• _Work order 1_: According to the article on multiple addictions, what percentage of people receiving substance abuse treatment on a typical day in 2002 were being treated for both drug and alcohol abuse?
• _Work order 2_: From the article on multiple addictions, extract the passage from "Of those people, 48" to "into mainstream society." word for word.

• _Given text_:
Many addicts have more than one addiction

By Bridget Botelho

www.justfortodaymeditations.com

 

Nearly half of the 1.1 million people receiving treatment for addictions are treated for both drug and alcohol abuse, according to the 2002 National Survey of Substance Abuse Treatment Centers.

“The day of the single addiction is almost a dinosaur. Most people are addicted to more than one substance these days,” said Wayne Rushlow, a licensed mental health therapist and substance abuse counselor in Leominster and the surrounding area. “If people can’t get one, they have the other to fall back on.”

The survey, released by the Substance Abuse and Mental Health Services Administration, showed there were 1,136,287 people receiving substance abuse treatment on a typical day in 2002.

Of those people, 48 percent were being treated for both drug and alcohol abuse.

The age of multiple addictions is here because people are experimenting with drugs at a younger age, according to Rushlow, who counsels at Almost Home of Leominster.

Almost Home is a privately run in-patient and out-patient facility for people transitioning from drug rehabilitation centers. They offer mental health services as well as other support programs to help people avoid relapses into addiction as they move back into mainstream society.

“Many of the people we see (at Almost Home of Leominster) are starting to use drugs at a younger age. There are 10-, 11- and12-year-olds experimenting,” Rushlow said.

By the time these children reach adolescence, they move from less harmful substances like alcohol and marijuana to more dangerous drugs like methamphetamines and cocaine, Rushlow said.

“They start with lesser drugs and, being adolescents, they get bored. It escalates very quickly and by the time they reach twenty-one they’ve run the gamut,” Rushlow said.

• _Dataset extract_:
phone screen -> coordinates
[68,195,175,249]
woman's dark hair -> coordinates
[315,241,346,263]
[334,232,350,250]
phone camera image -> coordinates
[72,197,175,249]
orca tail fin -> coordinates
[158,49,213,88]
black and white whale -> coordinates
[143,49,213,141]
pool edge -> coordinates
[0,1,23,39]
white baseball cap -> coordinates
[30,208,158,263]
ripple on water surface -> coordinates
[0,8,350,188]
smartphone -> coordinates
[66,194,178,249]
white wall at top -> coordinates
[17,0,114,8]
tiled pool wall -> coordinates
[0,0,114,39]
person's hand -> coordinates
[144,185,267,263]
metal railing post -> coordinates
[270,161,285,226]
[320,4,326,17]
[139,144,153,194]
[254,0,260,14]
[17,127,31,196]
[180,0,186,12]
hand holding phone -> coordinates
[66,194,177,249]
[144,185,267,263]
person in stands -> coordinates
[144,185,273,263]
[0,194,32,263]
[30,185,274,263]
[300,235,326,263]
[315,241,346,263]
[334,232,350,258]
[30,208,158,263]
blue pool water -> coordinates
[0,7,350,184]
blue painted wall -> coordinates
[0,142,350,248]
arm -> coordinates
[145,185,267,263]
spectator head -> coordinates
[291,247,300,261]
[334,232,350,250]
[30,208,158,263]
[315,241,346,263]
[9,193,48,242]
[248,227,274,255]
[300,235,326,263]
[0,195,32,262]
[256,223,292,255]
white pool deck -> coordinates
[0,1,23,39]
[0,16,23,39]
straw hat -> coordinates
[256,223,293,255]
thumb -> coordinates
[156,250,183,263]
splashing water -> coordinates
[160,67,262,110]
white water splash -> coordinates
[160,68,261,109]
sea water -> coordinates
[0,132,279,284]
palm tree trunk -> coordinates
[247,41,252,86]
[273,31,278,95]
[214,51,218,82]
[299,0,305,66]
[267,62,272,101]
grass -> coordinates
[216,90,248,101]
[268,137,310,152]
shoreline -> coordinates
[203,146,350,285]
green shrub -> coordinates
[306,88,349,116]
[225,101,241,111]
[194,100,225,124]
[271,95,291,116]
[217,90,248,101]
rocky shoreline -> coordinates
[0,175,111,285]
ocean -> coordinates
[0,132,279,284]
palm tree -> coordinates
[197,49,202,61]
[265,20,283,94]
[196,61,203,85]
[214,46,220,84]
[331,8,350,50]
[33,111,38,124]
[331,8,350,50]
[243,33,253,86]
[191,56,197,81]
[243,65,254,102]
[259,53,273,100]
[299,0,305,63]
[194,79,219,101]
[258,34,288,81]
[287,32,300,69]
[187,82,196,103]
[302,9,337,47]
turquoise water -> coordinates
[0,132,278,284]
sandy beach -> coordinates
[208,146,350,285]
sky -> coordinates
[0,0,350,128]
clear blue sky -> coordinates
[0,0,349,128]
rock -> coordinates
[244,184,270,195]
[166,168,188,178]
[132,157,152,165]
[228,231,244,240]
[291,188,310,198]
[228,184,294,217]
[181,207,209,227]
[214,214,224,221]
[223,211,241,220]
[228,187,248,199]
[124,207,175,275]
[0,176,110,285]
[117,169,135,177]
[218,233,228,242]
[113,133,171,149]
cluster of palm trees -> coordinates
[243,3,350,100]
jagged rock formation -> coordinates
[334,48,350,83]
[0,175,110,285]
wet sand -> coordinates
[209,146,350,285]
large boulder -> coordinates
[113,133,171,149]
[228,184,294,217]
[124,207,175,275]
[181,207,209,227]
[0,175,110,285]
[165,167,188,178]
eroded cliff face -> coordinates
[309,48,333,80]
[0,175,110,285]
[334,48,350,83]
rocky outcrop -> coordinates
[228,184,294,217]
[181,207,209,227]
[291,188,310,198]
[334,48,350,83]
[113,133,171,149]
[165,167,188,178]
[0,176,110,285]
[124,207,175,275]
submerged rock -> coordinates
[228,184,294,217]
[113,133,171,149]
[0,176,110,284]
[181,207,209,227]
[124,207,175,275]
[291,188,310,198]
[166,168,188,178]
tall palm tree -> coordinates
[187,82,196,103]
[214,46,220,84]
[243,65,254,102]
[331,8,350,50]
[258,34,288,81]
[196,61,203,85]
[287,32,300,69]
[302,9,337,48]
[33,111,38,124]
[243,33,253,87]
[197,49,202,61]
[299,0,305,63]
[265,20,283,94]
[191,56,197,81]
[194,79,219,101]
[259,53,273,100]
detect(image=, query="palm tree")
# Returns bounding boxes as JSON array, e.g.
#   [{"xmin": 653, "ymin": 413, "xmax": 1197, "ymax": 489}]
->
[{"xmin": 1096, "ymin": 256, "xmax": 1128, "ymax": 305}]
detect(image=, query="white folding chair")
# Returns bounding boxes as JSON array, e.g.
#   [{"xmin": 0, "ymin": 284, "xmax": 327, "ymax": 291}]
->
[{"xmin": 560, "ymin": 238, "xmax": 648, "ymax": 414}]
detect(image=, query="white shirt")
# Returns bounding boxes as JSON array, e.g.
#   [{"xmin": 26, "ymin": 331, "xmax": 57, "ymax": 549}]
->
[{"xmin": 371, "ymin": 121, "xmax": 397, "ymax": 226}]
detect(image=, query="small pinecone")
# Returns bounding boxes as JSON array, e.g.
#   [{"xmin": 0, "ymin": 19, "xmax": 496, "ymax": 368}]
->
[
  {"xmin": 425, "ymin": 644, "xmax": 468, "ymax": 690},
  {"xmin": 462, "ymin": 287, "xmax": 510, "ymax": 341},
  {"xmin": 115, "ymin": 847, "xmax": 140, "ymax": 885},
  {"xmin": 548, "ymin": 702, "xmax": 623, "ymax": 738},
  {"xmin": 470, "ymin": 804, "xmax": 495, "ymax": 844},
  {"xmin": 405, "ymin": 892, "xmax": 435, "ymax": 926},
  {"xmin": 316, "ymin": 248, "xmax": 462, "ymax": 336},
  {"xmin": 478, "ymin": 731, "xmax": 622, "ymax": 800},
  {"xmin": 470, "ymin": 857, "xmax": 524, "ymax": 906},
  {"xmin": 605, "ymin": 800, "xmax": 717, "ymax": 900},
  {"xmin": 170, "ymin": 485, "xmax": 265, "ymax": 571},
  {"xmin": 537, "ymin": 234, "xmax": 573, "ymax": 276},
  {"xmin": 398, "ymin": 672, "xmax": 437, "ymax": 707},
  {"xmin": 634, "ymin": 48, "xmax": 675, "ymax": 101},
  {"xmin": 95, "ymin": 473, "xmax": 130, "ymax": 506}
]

• _Final answer 1_: 48 percent

• _Final answer 2_:
Of those people, 48 percent were being treated for both drug and alcohol abuse.

The age of multiple addictions is here because people are experimenting with drugs at a younger age, according to Rushlow, who counsels at Almost Home of Leominster.

Almost Home is a privately run in-patient and out-patient facility for people transitioning from drug rehabilitation centers. They offer mental health services as well as other support programs to help people avoid relapses into addiction as they move back into mainstream society.